* TASK STATEMENT *
Show each line of the material below that contains the word "woman", copying every such line in full.

* RECORDS FOR THE EXERCISE *
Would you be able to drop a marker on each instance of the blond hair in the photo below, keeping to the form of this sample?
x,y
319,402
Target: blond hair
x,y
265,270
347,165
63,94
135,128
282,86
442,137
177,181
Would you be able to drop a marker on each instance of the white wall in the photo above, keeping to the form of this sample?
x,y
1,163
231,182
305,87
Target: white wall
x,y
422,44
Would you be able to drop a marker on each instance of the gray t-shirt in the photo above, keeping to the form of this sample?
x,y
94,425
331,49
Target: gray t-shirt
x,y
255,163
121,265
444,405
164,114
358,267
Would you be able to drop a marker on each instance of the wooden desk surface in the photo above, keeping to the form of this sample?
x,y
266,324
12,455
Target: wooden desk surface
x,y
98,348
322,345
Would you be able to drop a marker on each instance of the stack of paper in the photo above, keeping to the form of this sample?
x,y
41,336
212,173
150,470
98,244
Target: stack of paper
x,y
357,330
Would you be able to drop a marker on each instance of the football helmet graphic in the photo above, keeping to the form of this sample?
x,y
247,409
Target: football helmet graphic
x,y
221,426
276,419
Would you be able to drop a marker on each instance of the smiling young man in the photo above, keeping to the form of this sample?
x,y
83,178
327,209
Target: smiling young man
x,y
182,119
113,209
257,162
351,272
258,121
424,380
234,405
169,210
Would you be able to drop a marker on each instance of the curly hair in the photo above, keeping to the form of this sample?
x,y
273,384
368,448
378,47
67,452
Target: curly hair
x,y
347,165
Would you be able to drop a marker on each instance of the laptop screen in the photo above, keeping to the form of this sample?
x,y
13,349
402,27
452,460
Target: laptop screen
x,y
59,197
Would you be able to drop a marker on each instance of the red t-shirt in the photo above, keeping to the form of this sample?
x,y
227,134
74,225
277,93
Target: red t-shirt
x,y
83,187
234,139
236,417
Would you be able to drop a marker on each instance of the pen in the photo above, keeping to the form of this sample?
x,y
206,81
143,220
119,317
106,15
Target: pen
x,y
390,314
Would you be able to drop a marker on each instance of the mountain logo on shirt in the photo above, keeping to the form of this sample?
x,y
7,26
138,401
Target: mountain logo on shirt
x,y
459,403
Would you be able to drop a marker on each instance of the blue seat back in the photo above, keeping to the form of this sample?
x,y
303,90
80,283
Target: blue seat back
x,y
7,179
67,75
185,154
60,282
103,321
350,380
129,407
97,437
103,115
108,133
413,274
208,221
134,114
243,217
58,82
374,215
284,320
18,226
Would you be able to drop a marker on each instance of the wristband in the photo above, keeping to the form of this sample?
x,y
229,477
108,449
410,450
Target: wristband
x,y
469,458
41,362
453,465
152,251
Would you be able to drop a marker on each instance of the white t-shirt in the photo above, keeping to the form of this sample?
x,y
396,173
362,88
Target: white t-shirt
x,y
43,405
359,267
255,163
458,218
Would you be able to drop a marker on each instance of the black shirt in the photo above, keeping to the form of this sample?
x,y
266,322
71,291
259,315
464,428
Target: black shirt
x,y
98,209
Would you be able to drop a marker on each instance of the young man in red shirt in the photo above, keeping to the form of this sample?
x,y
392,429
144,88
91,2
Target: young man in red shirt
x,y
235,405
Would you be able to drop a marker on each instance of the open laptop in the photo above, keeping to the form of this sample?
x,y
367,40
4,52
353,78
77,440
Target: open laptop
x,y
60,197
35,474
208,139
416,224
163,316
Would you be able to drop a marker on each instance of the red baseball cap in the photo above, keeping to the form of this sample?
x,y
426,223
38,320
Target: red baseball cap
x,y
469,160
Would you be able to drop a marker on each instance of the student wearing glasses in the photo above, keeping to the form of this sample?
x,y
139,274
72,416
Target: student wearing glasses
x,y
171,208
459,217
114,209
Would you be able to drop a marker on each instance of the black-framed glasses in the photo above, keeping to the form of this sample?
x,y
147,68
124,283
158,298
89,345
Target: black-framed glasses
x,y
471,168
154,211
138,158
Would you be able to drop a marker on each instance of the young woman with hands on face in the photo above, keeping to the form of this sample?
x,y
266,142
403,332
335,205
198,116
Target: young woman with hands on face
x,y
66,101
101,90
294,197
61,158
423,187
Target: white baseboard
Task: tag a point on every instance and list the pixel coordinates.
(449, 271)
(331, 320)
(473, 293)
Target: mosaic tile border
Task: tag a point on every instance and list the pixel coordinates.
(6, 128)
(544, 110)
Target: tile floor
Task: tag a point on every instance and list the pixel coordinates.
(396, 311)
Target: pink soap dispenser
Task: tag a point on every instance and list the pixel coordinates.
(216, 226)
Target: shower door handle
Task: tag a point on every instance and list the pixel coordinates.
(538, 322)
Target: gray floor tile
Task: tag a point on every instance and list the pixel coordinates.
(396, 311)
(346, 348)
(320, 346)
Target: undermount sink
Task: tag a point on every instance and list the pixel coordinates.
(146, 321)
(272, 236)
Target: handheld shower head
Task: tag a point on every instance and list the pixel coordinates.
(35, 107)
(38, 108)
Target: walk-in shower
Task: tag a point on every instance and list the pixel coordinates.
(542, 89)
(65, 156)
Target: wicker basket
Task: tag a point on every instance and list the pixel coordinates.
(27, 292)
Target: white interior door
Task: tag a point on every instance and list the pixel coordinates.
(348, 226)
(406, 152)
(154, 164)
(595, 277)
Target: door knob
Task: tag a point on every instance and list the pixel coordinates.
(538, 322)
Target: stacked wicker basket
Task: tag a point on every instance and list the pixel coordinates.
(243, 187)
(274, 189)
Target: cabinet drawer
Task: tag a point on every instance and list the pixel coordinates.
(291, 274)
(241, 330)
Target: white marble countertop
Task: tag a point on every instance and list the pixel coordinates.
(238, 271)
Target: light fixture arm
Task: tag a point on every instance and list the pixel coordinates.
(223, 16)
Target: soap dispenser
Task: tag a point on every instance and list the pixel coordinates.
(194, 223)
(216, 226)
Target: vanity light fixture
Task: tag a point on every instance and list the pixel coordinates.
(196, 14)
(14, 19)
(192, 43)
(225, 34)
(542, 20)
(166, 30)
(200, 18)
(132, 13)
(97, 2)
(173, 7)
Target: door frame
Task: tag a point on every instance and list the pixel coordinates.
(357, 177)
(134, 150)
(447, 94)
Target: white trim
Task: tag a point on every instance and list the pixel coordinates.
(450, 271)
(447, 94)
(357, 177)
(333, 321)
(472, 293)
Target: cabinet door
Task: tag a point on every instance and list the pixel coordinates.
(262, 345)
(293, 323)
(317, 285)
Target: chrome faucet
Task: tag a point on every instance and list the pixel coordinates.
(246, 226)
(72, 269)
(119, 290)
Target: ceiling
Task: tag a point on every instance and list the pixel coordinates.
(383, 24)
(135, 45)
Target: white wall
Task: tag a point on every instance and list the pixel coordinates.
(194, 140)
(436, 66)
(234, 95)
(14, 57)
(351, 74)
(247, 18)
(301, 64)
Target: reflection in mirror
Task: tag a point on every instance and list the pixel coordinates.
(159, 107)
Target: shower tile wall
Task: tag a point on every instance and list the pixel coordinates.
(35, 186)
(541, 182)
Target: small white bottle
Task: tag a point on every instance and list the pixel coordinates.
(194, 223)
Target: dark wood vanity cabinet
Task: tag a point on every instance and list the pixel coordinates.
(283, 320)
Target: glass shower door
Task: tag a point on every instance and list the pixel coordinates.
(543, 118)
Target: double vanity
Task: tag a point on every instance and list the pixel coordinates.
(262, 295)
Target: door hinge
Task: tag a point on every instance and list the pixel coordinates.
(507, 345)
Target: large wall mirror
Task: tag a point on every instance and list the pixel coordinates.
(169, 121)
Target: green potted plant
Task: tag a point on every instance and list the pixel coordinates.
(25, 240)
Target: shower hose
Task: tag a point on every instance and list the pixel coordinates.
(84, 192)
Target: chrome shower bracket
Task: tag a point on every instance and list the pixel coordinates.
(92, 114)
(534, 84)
---
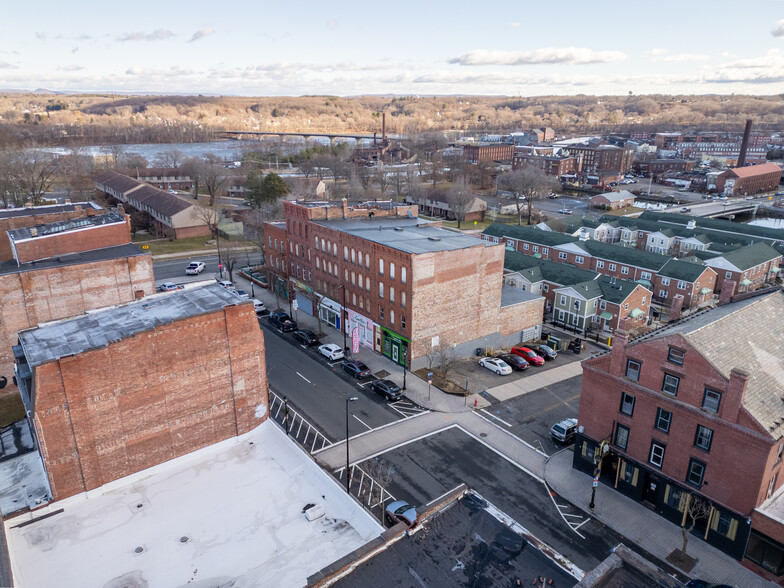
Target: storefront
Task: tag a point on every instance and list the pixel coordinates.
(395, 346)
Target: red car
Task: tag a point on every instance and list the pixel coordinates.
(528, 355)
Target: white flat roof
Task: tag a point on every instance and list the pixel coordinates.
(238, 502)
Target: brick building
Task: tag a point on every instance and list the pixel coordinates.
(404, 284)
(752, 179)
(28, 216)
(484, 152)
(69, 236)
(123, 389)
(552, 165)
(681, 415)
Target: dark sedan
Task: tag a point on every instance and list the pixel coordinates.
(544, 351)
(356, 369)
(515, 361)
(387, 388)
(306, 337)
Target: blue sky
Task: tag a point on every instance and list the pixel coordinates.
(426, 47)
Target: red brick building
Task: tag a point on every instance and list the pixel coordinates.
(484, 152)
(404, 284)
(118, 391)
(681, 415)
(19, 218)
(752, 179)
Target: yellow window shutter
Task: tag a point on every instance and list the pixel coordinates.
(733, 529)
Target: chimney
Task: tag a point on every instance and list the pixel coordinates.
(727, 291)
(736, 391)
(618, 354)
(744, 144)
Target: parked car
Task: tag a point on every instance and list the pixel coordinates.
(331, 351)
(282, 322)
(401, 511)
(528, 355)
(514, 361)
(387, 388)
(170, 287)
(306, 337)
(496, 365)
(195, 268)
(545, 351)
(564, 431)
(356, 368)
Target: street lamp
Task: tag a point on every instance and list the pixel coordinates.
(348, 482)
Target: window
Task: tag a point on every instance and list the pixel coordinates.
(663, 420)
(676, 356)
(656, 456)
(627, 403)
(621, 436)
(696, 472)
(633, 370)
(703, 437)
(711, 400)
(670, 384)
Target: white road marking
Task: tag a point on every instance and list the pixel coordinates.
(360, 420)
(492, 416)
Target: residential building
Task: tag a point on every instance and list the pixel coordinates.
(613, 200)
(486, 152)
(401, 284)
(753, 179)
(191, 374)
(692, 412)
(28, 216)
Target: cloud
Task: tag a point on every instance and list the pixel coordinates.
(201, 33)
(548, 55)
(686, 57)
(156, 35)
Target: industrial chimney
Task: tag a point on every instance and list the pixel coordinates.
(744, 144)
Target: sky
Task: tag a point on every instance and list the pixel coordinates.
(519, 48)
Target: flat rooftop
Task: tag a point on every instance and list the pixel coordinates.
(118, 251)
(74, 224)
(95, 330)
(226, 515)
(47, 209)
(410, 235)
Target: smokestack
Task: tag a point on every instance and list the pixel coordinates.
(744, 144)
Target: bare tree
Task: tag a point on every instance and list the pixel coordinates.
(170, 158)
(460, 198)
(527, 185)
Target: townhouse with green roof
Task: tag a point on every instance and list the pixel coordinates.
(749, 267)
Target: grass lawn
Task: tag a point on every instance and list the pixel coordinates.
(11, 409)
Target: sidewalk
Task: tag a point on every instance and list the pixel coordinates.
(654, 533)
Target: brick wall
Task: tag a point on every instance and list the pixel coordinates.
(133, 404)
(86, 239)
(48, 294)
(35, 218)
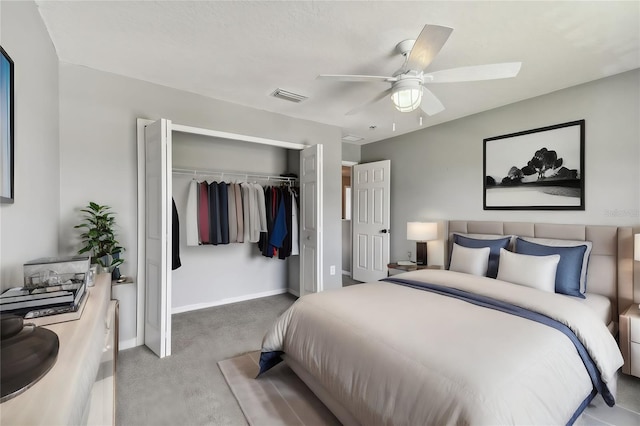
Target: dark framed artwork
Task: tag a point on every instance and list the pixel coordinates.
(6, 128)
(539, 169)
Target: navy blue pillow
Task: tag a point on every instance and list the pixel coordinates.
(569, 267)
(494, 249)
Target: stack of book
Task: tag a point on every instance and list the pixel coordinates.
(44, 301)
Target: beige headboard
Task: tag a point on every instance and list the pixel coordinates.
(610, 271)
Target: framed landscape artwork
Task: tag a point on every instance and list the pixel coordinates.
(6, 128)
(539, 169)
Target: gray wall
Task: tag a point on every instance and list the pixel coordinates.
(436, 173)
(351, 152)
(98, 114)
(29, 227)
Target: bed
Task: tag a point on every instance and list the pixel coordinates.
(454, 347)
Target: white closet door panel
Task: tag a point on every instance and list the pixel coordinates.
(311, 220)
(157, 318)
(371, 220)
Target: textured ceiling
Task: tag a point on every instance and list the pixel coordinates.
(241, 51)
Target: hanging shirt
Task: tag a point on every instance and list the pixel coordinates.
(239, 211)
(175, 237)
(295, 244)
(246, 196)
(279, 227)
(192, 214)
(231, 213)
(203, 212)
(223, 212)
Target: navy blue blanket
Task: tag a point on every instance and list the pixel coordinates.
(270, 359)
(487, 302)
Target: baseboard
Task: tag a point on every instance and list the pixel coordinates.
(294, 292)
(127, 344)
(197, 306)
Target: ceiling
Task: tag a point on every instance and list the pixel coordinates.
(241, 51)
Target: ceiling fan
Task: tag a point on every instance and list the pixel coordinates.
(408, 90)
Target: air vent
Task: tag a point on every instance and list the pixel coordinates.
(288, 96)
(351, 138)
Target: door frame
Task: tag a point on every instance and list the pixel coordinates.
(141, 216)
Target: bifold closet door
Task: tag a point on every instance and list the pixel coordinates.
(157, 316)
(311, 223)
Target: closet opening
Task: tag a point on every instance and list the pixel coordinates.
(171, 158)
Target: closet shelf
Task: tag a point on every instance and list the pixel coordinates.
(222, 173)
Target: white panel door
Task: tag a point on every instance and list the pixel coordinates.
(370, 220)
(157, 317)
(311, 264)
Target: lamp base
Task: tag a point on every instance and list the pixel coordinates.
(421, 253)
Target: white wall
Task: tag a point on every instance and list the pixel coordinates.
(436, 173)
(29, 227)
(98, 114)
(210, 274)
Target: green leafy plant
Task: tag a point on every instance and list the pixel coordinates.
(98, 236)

* TASK ANSWER *
Would you be able to drop a marker on each instance of the young woman with hands on face in the photo above, keeping to the form of this sample?
Target: young woman with hands on face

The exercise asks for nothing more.